» To be done:
[1] Quote the distributed clustering text from "As a summary, our" to "and clustering quality.".
[2] Answer these questions from the distributed clustering text:
(a) Which existing structure is extended into the framework DistClusTree?
(b) In the m-to-1 tracking scheme, what does m refer to?
(c) What is the main objective in k-center clustering?
[3] Carry on writing the distributed clustering text, starting after its final sentence.

» Page text:
To the best of our knowledge, this is the first attempt of a distributed multidimensional stream clustering framework that combines index data structure for summarizing and maintaining local microclusters, and online tracking for the monitoring and maintenance of global clustering.

As a summary, our main contributions of the paper are as follows:

  • We extend ClusTree into a distributed framework DistClusTree.

  • We propose adaptable solutions to select local microcluster summaries to be sent to the central site. The central site then refines the quality of clustering according to real-time network traffic and degree of privacy.

  • We model the monitoring and maintenance of distributed clustering as online tracking and extend a 1-to-1 multidimensional online tracking scheme into m-to-1 (m local sites with one central site).

  • We demonstrate through extensive experiments the performance of our framework in balancing communication cost and clustering quality.

2 Related Work

Due to space limit, here we only briefly review the typical distributed clustering algorithms related to our work. In [2], two types of continuous distributed clustering algorithms were proposed: local and global. The algorithm is formulated based on k-center clustering algorithm. The main objective in k-center is to minimize the maximum radius/diameter of the clusters. In their local solutions, each local site builds and keeps its local model, and only updates are sent to the central site. In their global algorithm, a global model is created iteratively in a central site by message passing between local sites and the global site. Then the global model is sent to all local sites and in this way all sites have the same view of the clustering model. Local sites insert their data points into the global clustering and continuously send their updates to the central site. The central site decides whether it needs to recompute the global model and sends the new clusters to the local sites. As in most of the distributed clustering settings, distributed clustering results are compared with their centralized counterpart.

» Data:
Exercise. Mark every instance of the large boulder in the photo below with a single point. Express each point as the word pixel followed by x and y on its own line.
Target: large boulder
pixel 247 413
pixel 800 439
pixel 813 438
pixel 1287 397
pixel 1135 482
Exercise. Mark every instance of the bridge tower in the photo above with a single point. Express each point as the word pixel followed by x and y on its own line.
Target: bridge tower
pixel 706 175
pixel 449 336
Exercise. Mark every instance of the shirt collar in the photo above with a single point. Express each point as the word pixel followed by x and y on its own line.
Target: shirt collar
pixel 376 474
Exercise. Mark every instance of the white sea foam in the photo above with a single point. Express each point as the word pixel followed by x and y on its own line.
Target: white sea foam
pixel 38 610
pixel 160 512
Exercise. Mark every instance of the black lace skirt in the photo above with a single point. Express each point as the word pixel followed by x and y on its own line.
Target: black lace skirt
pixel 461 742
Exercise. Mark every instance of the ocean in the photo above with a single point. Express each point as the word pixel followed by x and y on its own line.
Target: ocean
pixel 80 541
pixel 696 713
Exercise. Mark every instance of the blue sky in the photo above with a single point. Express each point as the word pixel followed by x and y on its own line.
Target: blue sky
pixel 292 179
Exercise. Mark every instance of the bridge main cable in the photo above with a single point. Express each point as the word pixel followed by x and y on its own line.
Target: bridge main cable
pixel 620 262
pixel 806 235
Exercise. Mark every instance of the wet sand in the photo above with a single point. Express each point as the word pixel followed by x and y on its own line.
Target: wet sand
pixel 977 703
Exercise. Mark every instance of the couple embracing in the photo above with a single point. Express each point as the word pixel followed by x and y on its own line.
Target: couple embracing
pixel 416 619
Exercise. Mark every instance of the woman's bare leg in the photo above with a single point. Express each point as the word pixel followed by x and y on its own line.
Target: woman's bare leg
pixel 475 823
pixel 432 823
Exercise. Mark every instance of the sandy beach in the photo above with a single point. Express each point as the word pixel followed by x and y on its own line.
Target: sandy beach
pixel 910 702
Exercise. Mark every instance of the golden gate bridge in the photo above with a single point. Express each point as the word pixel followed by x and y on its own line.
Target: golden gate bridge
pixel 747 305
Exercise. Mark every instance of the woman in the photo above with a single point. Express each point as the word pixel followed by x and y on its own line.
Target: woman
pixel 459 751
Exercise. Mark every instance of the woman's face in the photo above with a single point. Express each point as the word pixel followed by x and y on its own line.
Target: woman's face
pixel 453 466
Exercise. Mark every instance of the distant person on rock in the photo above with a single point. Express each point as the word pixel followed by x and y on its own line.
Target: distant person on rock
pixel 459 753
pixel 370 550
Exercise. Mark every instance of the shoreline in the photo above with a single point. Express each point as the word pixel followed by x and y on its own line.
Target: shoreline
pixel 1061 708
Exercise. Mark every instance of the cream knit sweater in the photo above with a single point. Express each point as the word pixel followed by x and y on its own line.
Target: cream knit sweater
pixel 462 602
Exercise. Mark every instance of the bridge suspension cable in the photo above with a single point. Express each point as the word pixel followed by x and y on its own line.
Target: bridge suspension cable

» Answers:
[1]
As a summary, our main contributions of the paper are as follows:

  • We extend ClusTree into a distributed framework DistClusTree.

  • We propose adaptable solutions to select local microcluster summaries to be sent to the central site. The central site then refines the quality of clustering according to real-time network traffic and degree of privacy.

  • We model the monitoring and maintenance of distributed clustering as online tracking and extend a 1-to-1 multidimensional online tracking scheme into m-to-1 (m local sites with one central site).

  • We demonstrate through extensive experiments the performance of our framework in balancing communication cost and clustering quality.

[2]
(a) ClusTree
(b) The m local sites, which work with one central site
(c) To minimize the maximum radius/diameter of the clusters

[3]
A distributed extension of the Expectation Maximization (EM) algorithm called CluDistream is proposed in [12]. The authors introduced a framework for clustering distributed data streams in the presence of noisy and incomplete data. The underlying distribution of data has been learnt by maximizing the likelihood of the data clusters. Local sites monitor the current model till they could not describe a new chunk of data. Then a clustering is performed to account for the changing data distribution. In this way, they reduced communication cost by just sending updates from local sites to the central site. In [5], centralized density based clusterings algorithm (DBSCAN) [3] was extended to the distributed model. Each local site performs a clustering on its own data and sends its representatives to the central site. Local representatives are grouped into each other to represent the final clustering in the global site. The work shows that the results of clustering in centralized and distributed model are significantly close to each other. There are some other works that have addressed clustering distributed data streams such as [6, 7] and there is a recent survey [9] on distributed clustering of ubiquitous data streams.

3 Preliminaries

In this section we explain in more detail: (i) the ClusTree approach adopted for local clustering in DistClusTree; (ii) the underlying R-tree data structure in which local cluster summaries are stored and maintained.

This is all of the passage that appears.